## WHAT THE TASK ASKS
The data below must be copied in full and without any change.

## MATERIALS PROVIDED
##############################
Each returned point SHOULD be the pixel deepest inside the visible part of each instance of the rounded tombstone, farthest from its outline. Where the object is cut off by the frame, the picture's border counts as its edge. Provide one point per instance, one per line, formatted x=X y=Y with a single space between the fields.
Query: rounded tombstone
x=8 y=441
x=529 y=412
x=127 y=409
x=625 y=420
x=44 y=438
##############################
## TASK ANSWER
Each returned point SHOULD be the pixel deepest inside the visible part of each instance of the rounded tombstone, farthest from its outline. Where the object is cut off by the frame, the picture's border counts as its edge. Provide one point per instance, one per line, formatted x=X y=Y with a single space between the fields.
Query: rounded tombstone
x=8 y=441
x=529 y=412
x=127 y=409
x=625 y=420
x=44 y=438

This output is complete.